Fifty Years of European Union

Current trends in Europe indicate more strongly than ever that what is emerging via the juggernaut of European Union is but the repetition of a recurring dream that had its origins almost two millennia ago.
 

It is now approaching 11 years since the Berlin Wall cracked open; 10 years since East and West Germany rejoined; 50 years since the post-war dream of European Union was launched. Yet, is this dream of a united Europe a child of the 20th century, or are its roots entrenched in a far earlier era of European history?

That Europe has been the cradle of all that comprises the modern culture of the world’s Western democracies is undeniable. Yet, for 1700 years, a recurring theme perpetuates itself throughout European history. It is a theme which we see building into present-day reality, reaching out from Europe to impact the whole world.

At the heart of this recurring theme of European history is a dream—a dream of a Europe united in diversity. Some say it has its beginnings in the time of Charlemagne, or, as the Germans prefer to call him, Karl the Great. It was Charlemagne who consummated the alliance between the Roman papacy and the growing kingdom of the Franks, uniting a vast territory in Europe extending from the Atlantic to the Danube, from the Netherlands to Provence, France. This we know as the second resurrection of what history terms the Holy Roman Empire. Charlemagne ruled between a.d. 768 and 814.
◆ ◆ ◆ ◆ ◆
**Stated problem 1:** Copy the passage of the European Union article that begins at the words "Fifty Years of" and stops after the words "the whole world.".

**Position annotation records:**
◆ ◆ ◆ ◆ ◆
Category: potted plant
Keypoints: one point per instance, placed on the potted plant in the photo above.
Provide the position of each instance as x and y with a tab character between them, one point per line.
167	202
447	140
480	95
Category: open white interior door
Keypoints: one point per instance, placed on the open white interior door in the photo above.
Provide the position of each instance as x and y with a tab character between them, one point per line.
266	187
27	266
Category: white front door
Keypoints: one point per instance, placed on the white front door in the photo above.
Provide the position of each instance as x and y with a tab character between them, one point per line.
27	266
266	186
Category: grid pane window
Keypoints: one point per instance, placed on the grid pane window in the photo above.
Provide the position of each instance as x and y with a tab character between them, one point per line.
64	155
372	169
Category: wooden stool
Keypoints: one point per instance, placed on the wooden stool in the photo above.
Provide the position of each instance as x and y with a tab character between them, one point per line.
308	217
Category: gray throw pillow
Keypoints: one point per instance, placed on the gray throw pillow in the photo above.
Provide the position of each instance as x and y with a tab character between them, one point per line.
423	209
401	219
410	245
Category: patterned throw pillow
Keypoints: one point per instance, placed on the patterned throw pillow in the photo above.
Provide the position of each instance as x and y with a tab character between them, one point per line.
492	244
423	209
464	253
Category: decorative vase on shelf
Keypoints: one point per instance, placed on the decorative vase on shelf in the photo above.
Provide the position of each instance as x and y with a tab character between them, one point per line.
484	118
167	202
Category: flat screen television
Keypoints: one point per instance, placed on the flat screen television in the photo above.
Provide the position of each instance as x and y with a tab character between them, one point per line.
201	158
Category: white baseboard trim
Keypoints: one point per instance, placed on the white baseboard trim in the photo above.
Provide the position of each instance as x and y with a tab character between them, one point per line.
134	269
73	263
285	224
◆ ◆ ◆ ◆ ◆
**Stated problem 2:** Repeat the records word for word, beginning at the line that has "Category: white baseboard trim" and continuing through the last line of the records.

**Exercise response 1:**
Fifty Years of European Union

Current trends in Europe indicate more strongly than ever that what is emerging via the juggernaut of European Union is but the repetition of a recurring dream that had its origins almost two millennia ago.
 

It is now approaching 11 years since the Berlin Wall cracked open; 10 years since East and West Germany rejoined; 50 years since the post-war dream of European Union was launched. Yet, is this dream of a united Europe a child of the 20th century, or are its roots entrenched in a far earlier era of European history?

That Europe has been the cradle of all that comprises the modern culture of the world’s Western democracies is undeniable. Yet, for 1700 years, a recurring theme perpetuates itself throughout European history. It is a theme which we see building into present-day reality, reaching out from Europe to impact the whole world.

**Exercise response 2:**
Category: white baseboard trim
Keypoints: one point per instance, placed on the white baseboard trim in the photo above.
Provide the position of each instance as x and y with a tab character between them, one point per line.
134	269
73	263
285	224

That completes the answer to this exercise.